● **TEXTO FORNECIDO**:

■ ■ ■ ■

As conclusões preliminares sobre a variante sul-africana também mostram uma maior transmissão, mas há menos dados disponíveis.
Na ausência de resultados conclusivos, alguns especialistas se mostram cautelosos.
"Temos que ser prudentes. A incidência é uma combinação de fatores que leva em conta as características do vírus, mas também as medidas de prevenção e de controle aplicadas" para combater a covid-19, indica à AFP Bruno Coignard, diretor de doenças infecciosas da agência de saúde francesa Santé Publique France.
- Mais perigosas?
"Nenhuma informação disponível indica que as infecções dessas cepas sejam mais graves", diz o ECDC. Mas o risco "é alto em termos de hospitalizações e mortes".
Além disso, "um maior contágio equivale eventualmente a uma incidência muito mais forte e, portanto, a uma pressão mais significativa sobre o sistema de saúde, mesmo que a letalidade (das variantes) seja a mesma", segundo Coignard.
Uma variante do SARS-CoV-2 que fosse "50% mais transmissível representaria um problema maior que uma variante 50% mais mortal", disse no Twitter o epidemiologista britânico Adam Kucharski, com base em uma evidência estatística: com uma taxa de reprodução de 1,1, uma taxa de mortalidade de 0,8% e 10.000 pessoas infectadas, em um mês haveria 129 mortes. Mas se a taxa de contágio aumentasse para 50%, o número de mortos aumentaria para 978.
Por outro lado, os primeiros estudos da variante britânica sugerem que ela é mais contagiosa do que a cepa habitual entre os jovens com menos de 20 anos, levantando a questão do fechamento de escolas.
O estudo da LSHTM estima, portanto, que as medidas tomadas em novembro durante o confinamento no Reino Unido não seriam eficazes para controlar a epidemia, a "menos que escolas, faculdades e universidades também fossem fechadas".
- Afetam a eficácia das vacinas?
"Por enquanto, não possuímos informações suficientes para dizer" que essas variantes representam "um risco para a eficácia das vacinas", estima o ECDC.

■ ■ ■ ■

● **INSTRUÇÕES DAS TAREFAS**:
a) Resuma em duas frases o texto sobre as variantes do coronavírus.
b) Responda às perguntas abaixo com base no texto sobre as variantes do coronavírus.
(i) Que cargo Bruno Coignard ocupa na Santé Publique France?
(ii) No cálculo de Adam Kucharski, com taxa de reprodução de 1,1, taxa de mortalidade de 0,8% e 10.000 pessoas infectadas, quantas mortes haveria em um mês?
(iii) Segundo o estudo da LSHTM, que estabelecimentos também precisariam ser fechados para que as medidas de novembro controlassem a epidemia?
c) Dê continuidade ao texto sobre as variantes do coronavírus, a partir da última frase apresentada.

■ ■ ■ ■

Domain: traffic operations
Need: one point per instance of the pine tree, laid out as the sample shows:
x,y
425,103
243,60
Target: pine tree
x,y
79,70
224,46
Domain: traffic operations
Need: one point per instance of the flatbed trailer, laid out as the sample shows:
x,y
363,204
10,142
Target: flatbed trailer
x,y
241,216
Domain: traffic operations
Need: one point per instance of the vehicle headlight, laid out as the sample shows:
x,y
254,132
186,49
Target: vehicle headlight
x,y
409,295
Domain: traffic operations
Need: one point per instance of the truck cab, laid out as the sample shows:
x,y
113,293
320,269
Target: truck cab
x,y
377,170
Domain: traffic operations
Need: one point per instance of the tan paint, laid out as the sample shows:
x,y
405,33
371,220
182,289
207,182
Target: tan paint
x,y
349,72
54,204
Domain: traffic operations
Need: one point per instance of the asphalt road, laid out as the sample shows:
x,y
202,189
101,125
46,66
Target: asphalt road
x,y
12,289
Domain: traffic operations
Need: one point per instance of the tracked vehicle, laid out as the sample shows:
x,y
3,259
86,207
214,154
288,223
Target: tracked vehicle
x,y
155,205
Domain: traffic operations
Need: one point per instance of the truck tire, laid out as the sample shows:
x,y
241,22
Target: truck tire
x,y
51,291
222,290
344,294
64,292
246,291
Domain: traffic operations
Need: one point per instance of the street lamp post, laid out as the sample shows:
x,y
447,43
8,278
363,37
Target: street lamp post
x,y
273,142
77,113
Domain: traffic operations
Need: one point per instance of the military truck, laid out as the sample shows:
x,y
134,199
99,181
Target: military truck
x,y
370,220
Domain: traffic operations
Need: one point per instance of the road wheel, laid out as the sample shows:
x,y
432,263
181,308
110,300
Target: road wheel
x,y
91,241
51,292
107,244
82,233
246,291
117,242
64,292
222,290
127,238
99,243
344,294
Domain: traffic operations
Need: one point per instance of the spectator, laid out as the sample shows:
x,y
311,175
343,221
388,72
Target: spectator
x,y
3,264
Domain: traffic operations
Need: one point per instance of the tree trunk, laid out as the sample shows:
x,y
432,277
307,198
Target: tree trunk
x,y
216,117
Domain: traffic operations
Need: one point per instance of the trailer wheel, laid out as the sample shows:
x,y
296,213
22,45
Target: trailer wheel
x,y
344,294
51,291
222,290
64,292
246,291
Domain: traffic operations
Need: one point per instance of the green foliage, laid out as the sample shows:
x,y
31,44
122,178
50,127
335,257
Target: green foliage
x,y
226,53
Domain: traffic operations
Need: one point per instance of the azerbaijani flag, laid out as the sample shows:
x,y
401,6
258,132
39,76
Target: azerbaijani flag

■ ■ ■ ■

● **RESULTADOS POR TAREFA**:
a) Conclusões preliminares indicam maior transmissão da variante sul-africana, e o ECDC afirma que nenhuma informação disponível indica que as infecções dessas cepas sejam mais graves, embora o risco seja alto em termos de hospitalizações e mortes. Os primeiros estudos sugerem que a variante britânica é mais contagiosa entre os jovens com menos de 20 anos, e o ECDC considera que ainda não há informações suficientes para dizer que as variantes representam um risco para a eficácia das vacinas.

b)
(i) Diretor de doenças infecciosas.
(ii) 129 mortes.
(iii) Escolas, faculdades e universidades.

c)
Com os dados disponíveis, "os especialistas acreditam que as vacinas atuais serão eficazes contra essas cepas", declarou na quarta-feira Henry Walke, do Centro de Prevenção e Combate às Doenças dos Estados Unidos.
No entanto, a variante sul-africana parece levantar mais questões do que a britânica.
Uma mutação específica presente na sul-africana, mas não na britânica, poderia teoricamente "ajudar" o vírus a "contornar a proteção imunológica adquirada por uma infecção anterior ou pela vacinação", explicou nesta segunda-feira o doutor François Balloux, do University College de Londres, citado pelo órgão britânico Science Media Centre.
Porém, nada indica por enqunato que essa mutação é suficiente para que a variante sul-africana resista às vacinas atuais, disse Balloux.
O laboratório alemão BioNTech, criador junto com a Pfizer da primeira vacina contra a COVID-19 autorizada no mundo, garantiu que, caso necessário, poderia fornecer um novo produto em "seis semanas" para responder a uma mutação.
- Como enfrentar as variantes?
Como não é possível evitar a propagação dessas variantes, o objetivo é "atrasá-las" ao máximo, segundo Coignard.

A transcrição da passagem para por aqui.